* [Selected extract]

■ ■ ■ ■ ■

Talk to a soul

Not a chatbot pretending. Not a lookup table with a trench coat. A proper decoder-only transformer - attention, RMSNorm, feed-forward, residuals, the works. Two layers, four heads, 25,000 int8 parameters. Running in your browser right now with the exact same integer arithmetic the 6510 does on a real Commodore 64. Type something. The border will flash while it thinks!

LOADING SOUL...
Soul:

Run it yourself

Grab the disk image for VICE or real hardware. Or clone the full source - train your own soul, build your own floppy. Everything is open.

Real transformer, tiny soul

The same decoder-only architecture behind the large language models, compressed into 25 KB of integer-only arithmetic. No floating point. No GPU. Just shifts, adds, and a 128-entry exp lookup table for softmax.

Model

2 layers, 4 heads × 8 dims

32 embedding dimensions

64 FFN hidden units

128 token vocabulary (BPE)

20 token context window

Arithmetic

Q8.8 fixed-point activations

int8 weights, per-tensor shift

int16 pre-scaled biases

Integer sqrt + restoring division

Greedy decoding (argmax)

On the C64

1 MHz 6510 CPU

64 KB RAM (25 KB weights)

~60+ s per forward pass

100% 6510 assembly

Fits on a floppy disk

Who needs NVIDIA anyway?*

The chip the C64 ships with can run the same architecture OpenAI or Google runs their models on. It's just slower. Much, much slower. Proudly slower.

■ ■ ■ ■ ■

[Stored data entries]
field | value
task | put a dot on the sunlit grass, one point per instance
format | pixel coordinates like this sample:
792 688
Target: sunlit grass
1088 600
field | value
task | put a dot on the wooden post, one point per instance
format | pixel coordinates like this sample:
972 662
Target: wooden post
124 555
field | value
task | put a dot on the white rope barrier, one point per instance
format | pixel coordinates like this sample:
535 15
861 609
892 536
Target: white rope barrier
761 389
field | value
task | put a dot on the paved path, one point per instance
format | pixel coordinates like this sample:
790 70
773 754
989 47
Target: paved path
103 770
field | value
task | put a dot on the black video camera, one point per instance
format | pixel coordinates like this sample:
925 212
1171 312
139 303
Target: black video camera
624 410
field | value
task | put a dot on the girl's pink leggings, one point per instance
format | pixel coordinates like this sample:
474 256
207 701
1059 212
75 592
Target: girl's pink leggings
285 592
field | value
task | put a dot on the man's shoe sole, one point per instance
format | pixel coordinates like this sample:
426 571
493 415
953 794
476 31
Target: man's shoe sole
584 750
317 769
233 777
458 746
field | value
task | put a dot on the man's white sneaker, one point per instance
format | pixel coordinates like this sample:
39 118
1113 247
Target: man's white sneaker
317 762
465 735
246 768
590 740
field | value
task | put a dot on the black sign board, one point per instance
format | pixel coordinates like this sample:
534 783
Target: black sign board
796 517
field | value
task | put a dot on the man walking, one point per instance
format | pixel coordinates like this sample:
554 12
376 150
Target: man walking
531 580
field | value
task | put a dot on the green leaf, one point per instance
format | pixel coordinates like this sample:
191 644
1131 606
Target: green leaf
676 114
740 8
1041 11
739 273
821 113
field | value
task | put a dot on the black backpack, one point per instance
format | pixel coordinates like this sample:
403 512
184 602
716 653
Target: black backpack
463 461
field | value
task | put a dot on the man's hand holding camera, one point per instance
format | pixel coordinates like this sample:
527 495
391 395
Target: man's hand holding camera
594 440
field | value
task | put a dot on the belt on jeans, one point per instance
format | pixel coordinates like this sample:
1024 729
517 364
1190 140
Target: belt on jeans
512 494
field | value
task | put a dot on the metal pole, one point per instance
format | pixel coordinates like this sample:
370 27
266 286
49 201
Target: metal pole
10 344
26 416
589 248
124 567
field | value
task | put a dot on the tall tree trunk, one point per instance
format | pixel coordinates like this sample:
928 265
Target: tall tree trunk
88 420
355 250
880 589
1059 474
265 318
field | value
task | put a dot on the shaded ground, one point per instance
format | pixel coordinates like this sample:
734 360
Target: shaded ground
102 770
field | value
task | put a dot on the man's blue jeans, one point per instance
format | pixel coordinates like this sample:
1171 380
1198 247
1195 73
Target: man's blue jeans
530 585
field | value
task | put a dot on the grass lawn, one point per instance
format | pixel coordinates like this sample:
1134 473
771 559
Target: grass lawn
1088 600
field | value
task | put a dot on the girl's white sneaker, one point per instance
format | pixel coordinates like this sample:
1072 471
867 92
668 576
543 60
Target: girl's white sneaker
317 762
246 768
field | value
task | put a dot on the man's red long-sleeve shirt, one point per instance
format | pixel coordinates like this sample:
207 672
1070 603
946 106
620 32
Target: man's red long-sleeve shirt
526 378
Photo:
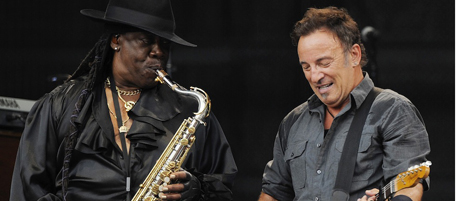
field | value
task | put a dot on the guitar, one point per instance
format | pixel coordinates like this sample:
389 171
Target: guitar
404 180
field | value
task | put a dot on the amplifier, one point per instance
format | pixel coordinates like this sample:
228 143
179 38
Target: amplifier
14 111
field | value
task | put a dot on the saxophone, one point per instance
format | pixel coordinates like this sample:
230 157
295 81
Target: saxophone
175 153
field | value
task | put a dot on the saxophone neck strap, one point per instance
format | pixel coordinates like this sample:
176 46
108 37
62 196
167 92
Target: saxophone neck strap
347 161
125 153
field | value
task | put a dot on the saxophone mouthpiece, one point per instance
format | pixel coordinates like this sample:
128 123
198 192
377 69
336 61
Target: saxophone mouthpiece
163 78
160 76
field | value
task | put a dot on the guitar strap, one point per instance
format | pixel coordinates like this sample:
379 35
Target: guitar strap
347 161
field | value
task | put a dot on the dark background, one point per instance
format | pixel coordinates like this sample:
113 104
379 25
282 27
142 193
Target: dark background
245 61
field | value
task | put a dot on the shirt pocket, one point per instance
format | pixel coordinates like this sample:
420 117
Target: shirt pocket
363 168
295 158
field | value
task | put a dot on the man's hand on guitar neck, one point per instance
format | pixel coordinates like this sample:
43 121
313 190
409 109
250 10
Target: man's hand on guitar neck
414 193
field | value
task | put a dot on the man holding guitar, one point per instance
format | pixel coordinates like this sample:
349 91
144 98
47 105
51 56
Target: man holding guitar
315 139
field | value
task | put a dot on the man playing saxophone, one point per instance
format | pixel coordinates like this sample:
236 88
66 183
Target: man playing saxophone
98 135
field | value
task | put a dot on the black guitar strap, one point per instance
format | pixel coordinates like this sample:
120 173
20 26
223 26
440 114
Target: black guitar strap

■ ■ ■ ■ ■

* [Required work]
- a) Return the text of the Commodore 64 transformer page between "LOADING SOUL..." and "Everything is open.", inclusive.
- b) On the Commodore 64 transformer page, how many entries does the exp lookup table for softmax have?

* [Solutions per task]
- a)
LOADING SOUL...
Soul:

Run it yourself

Grab the disk image for VICE or real hardware. Or clone the full source - train your own soul, build your own floppy. Everything is open.

- b) 128 entries.